» **Tugas Latihan 1**
Cetak bagian kutipan tentang namimah dari "Baginda lantas mengambil" sampai "Bukhari dan Muslim)".
» **Tugas Latihan 2**
Tolong tuliskan lanjutan kutipan tentang namimah setelah kalimat terakhirnya.

» **Kutipan Teks**
◇ ◇ ◇ ◇ ◇ ◇ ◇

Sedangkan yang satunya lagi, berjalan sambil namimah (suka mengadu domba).”
Baginda lantas mengambil pelepah kurma yang basah dan membelahnya menjadi dua
bahagian, lalu Baginda menancapkan di masing-masing kubur tersebut satu
belahan. Para sahabat bertanya, “Wahai Rasulullah. Mengapa anda melakukan hal
ini?” Baginda menjawab, “Semoga ia dapat meringankan siksaannya, selama
keduanya belum kering”.
(Riwayat Bukhari dan Muslim)
b.
Mendapat predikat orang fasik
Allah mensifati pelaku namimah sebagai orang
fasiq yakni orang yang menyaksikan tetapi tidak meyakini dan melaksanakan. Ia
juga bermaksud melakukan maksiat, meninggalkan perintah Allah, dan menyimpang
dari jalan yang benar. Berita dari seorang yang diduga pelaku namimah
dibutuhkan klarifikasi, cek dan ricek akan kebenarannya. Atau tidak segera
menyebarkan berita yang tidak jelas sumbernya tersebut sebelum jelas
kedudukannyasebagaimana firman Allah,
يَا
أَيُّهَا الَّذِينَ آمَنُوا إِنْ جَاءَكُمْ فَاسِقٌ بِنَبَإٍ فَتَبَيَّنُوا أَنْ تُصِيبُوا
قَوْمًا بِجَهَالَةٍ فَتُصْبِحُوا عَلَى مَا فَعَلْتُمْ نَادِمِينَ (٦)

◇ ◇ ◇ ◇ ◇ ◇ ◇

Kutipan catatan anotasi
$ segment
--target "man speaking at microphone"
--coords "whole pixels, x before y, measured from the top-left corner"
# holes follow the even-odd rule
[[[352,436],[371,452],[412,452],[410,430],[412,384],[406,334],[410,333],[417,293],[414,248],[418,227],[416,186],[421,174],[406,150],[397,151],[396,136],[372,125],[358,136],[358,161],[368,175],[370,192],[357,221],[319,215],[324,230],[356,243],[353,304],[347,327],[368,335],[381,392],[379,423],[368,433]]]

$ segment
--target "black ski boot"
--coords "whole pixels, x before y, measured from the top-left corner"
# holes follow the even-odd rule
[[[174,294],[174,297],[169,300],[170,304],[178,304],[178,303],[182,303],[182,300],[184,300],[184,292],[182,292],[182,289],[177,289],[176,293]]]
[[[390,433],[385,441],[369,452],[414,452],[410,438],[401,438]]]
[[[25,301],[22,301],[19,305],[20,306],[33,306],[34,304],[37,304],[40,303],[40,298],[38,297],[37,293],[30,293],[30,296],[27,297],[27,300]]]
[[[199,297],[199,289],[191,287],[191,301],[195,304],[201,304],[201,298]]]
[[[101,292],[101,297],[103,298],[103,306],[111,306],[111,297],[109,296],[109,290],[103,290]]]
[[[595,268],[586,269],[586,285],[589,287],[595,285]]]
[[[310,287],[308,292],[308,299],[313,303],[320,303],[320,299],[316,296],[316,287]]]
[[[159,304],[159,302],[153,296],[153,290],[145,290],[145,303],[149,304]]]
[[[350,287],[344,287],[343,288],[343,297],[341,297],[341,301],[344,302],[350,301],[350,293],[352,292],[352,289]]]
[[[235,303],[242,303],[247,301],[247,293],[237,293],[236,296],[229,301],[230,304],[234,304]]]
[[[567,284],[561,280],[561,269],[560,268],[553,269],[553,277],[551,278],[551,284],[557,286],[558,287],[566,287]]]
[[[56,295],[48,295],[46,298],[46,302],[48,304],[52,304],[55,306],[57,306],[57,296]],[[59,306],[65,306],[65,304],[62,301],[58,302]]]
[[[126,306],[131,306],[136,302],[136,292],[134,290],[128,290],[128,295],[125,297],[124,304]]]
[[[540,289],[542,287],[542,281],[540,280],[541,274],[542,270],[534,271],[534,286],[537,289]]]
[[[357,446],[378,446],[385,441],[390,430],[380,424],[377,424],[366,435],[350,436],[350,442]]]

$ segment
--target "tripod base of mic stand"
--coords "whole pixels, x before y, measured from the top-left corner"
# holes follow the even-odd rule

◇ ◇ ◇ ◇ ◇ ◇ ◇

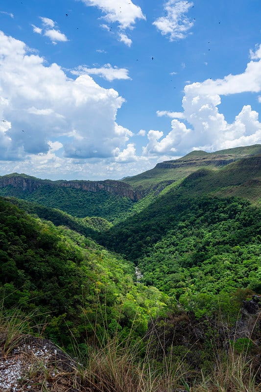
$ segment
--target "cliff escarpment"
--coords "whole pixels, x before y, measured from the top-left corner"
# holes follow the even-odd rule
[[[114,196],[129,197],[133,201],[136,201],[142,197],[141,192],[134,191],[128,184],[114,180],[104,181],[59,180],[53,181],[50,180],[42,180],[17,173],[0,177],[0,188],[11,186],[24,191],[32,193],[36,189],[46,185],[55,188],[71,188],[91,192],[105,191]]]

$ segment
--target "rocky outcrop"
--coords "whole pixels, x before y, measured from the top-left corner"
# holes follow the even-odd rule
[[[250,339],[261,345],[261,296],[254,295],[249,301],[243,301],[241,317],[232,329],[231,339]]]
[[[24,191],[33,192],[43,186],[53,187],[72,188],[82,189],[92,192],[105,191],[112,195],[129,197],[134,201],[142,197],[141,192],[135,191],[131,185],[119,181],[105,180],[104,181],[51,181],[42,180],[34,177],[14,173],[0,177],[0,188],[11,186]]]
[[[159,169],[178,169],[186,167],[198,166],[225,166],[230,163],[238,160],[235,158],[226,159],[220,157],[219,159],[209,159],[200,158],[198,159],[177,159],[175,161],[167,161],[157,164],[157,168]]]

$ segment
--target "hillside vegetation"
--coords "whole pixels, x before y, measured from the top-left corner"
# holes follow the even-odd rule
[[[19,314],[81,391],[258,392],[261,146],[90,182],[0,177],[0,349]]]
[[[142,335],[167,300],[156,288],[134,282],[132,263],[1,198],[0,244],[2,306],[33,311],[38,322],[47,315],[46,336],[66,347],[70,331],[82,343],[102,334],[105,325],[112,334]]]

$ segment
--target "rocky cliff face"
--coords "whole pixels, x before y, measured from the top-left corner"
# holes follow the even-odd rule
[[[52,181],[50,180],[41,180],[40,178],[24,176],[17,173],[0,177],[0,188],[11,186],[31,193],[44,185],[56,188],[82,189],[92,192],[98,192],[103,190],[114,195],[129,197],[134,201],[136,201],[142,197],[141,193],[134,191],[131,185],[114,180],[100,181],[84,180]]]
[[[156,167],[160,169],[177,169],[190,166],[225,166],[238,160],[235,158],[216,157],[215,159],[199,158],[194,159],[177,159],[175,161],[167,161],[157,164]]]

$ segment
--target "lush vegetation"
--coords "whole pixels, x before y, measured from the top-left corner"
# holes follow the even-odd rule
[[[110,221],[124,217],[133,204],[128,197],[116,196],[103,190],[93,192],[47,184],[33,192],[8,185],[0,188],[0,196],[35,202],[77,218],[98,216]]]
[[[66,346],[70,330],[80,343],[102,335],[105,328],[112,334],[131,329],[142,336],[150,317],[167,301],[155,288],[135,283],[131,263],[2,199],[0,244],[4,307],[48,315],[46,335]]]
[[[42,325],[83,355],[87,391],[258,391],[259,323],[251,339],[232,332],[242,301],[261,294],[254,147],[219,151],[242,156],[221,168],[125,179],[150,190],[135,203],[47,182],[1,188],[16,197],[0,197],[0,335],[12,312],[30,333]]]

◇ ◇ ◇ ◇ ◇ ◇ ◇

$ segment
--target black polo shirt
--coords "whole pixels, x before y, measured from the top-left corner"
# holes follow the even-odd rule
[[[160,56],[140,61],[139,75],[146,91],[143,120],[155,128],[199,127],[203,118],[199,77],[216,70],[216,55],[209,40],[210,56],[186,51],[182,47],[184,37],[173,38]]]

◇ ◇ ◇ ◇ ◇ ◇ ◇

» **Hasil Latihan 1**
Baginda lantas mengambil pelepah kurma yang basah dan membelahnya menjadi dua
bahagian, lalu Baginda menancapkan di masing-masing kubur tersebut satu
belahan. Para sahabat bertanya, “Wahai Rasulullah. Mengapa anda melakukan hal
ini?” Baginda menjawab, “Semoga ia dapat meringankan siksaannya, selama
keduanya belum kering”.
(Riwayat Bukhari dan Muslim)

» **Hasil Latihan 2**
“Hai orang-orang yang beriman, jika datang kepadamu orang Fasik membawa
suatu berita, Maka periksalah dengan teliti agar kamu tidak menimpakan suatu
musibah kepada suatu kaum tanpa mengetahui keadaannya yang menyebabkan kamu
menyesal atas perbuatanmu itu”. (QS. Al Hujurat: 6)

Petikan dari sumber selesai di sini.